§ **Work order**
Wherever the string "colonnade" appears in the records, return the line that holds it.

Records from a data source
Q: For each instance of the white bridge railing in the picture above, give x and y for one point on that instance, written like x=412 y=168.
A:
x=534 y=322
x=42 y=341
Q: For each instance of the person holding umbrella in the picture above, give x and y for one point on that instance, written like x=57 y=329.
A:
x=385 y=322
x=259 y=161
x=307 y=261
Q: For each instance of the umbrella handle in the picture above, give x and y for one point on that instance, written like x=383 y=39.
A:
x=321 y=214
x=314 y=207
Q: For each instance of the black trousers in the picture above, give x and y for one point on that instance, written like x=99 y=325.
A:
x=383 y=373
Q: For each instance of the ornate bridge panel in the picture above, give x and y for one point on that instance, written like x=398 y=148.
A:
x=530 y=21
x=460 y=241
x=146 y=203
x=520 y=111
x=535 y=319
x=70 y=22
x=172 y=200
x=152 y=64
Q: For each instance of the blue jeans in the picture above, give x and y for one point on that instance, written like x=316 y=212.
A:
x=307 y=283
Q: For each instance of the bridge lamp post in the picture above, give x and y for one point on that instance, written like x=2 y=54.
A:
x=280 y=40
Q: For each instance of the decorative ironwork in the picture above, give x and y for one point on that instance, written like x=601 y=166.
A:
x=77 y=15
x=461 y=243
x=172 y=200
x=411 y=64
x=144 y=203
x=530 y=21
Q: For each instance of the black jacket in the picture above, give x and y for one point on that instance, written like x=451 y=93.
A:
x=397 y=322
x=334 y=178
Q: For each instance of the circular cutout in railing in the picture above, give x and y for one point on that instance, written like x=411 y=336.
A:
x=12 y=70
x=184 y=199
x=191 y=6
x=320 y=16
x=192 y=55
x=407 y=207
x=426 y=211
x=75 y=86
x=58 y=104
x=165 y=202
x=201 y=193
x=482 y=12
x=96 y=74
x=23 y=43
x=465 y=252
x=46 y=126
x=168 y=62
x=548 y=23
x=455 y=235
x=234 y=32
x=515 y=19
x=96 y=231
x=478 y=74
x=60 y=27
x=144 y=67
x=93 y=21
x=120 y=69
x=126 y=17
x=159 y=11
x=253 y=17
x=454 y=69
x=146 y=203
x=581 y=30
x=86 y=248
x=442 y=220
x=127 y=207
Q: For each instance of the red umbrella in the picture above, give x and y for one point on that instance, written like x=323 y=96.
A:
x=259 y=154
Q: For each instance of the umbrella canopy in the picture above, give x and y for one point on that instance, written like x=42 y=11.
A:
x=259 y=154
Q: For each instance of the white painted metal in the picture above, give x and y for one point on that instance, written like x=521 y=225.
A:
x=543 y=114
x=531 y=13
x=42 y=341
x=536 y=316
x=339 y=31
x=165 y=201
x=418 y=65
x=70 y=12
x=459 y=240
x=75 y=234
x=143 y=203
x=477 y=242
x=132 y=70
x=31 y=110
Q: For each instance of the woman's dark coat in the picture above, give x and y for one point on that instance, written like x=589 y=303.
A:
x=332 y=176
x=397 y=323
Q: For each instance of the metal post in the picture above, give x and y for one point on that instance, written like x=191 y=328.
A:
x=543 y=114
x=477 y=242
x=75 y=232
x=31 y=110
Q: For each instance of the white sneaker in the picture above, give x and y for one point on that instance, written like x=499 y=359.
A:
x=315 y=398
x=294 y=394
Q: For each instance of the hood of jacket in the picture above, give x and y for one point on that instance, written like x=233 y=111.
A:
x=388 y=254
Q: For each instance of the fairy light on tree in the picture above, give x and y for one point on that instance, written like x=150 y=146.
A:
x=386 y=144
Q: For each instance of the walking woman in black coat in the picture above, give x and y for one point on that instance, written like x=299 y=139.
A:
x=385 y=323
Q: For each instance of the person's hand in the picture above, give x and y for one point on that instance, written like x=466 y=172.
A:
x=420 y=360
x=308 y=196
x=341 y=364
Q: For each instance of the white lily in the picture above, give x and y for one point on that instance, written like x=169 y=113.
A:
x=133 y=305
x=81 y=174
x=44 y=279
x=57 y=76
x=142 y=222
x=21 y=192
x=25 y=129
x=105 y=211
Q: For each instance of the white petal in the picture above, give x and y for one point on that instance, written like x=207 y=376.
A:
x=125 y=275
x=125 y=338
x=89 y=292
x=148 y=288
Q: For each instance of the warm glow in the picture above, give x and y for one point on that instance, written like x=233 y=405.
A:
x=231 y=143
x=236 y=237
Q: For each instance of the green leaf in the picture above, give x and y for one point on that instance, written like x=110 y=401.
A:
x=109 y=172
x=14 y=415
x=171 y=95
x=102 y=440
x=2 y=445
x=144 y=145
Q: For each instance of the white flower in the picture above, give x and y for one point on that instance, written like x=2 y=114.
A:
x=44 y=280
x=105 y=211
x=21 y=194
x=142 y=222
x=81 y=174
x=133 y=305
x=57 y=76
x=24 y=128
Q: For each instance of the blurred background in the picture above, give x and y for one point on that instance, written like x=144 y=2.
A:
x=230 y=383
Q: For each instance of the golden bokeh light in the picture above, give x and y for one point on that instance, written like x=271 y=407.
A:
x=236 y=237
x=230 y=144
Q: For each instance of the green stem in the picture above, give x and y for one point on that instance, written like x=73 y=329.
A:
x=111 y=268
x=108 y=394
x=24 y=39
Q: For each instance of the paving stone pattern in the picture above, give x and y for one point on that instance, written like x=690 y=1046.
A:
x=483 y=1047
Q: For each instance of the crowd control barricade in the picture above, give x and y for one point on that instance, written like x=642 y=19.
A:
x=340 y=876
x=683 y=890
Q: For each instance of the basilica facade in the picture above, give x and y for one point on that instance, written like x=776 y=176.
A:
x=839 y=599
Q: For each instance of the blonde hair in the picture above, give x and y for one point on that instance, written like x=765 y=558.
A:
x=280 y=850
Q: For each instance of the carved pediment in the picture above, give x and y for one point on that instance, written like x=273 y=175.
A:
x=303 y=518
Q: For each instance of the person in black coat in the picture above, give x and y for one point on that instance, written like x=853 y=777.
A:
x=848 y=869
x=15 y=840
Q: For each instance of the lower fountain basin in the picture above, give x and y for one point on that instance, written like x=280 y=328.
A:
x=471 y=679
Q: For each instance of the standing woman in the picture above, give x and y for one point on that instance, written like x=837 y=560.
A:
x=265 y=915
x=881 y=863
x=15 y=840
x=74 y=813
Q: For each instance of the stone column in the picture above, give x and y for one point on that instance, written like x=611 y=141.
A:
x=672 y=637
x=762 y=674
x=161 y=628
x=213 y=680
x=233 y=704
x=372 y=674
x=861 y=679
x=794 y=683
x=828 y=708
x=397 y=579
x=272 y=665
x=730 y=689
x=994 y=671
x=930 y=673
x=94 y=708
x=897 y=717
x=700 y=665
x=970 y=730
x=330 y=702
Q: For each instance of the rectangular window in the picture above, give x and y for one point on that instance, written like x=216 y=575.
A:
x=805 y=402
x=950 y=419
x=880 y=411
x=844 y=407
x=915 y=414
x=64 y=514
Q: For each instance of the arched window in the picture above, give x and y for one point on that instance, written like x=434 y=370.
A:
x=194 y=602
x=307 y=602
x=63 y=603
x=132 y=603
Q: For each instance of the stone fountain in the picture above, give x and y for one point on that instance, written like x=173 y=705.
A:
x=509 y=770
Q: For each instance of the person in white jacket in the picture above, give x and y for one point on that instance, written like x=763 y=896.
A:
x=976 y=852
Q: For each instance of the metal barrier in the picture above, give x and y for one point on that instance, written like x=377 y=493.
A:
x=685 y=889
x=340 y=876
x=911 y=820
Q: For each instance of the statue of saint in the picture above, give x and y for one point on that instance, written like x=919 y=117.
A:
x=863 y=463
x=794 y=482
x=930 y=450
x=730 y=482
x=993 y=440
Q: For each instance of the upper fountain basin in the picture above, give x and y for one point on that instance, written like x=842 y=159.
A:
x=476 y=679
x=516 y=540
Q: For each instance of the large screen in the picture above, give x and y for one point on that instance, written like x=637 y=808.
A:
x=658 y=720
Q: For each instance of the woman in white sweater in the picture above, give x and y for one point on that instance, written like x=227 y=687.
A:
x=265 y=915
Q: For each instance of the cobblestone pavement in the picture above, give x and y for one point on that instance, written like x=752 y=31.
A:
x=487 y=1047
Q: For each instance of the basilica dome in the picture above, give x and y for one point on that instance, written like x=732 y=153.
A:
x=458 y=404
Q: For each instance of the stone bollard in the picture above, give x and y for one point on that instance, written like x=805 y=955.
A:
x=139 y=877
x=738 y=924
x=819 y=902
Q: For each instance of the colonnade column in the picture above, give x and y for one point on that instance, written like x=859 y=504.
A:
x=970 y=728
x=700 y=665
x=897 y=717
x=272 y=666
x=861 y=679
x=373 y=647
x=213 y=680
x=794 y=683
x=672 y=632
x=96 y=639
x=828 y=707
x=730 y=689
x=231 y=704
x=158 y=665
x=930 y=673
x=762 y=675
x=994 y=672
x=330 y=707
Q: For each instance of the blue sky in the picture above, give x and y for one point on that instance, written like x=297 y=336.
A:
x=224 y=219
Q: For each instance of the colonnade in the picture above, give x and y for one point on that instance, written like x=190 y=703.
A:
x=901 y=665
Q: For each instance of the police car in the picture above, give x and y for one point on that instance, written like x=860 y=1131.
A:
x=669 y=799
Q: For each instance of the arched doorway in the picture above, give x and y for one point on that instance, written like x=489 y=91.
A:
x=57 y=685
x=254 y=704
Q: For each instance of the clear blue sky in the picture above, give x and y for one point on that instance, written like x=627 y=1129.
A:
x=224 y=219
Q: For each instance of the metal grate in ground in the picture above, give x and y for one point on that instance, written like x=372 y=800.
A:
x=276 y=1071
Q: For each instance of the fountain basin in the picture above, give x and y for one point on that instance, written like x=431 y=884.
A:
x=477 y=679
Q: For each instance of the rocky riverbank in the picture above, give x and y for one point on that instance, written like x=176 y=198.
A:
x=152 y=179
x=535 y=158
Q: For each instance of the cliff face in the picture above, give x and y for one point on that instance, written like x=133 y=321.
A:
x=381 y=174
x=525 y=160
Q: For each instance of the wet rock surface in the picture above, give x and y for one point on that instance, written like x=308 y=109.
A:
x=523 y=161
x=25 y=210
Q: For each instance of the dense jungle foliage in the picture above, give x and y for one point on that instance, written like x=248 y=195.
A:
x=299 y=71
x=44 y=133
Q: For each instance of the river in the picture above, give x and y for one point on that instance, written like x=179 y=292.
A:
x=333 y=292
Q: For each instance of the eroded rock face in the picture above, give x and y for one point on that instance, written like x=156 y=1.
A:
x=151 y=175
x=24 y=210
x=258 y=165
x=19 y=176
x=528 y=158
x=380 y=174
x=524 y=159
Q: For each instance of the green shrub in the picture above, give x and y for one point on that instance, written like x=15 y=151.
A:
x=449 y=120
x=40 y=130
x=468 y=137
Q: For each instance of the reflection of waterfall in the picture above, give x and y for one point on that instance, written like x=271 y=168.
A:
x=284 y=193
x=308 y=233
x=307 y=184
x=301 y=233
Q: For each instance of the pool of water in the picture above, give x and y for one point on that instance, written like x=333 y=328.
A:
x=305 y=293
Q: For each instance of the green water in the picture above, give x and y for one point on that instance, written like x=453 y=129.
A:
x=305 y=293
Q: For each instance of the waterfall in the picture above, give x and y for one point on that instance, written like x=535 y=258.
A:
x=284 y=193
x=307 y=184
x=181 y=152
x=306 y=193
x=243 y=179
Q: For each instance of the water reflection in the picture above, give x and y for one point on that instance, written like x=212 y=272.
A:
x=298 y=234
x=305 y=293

§ **Exercise response**
Q: For each instance of the colonnade column in the picture above, give x and y for one point on that instance, written like x=859 y=504.
Q: For each instance of the colonnade in the picture above, give x and y for one point on that instance, written like x=190 y=703.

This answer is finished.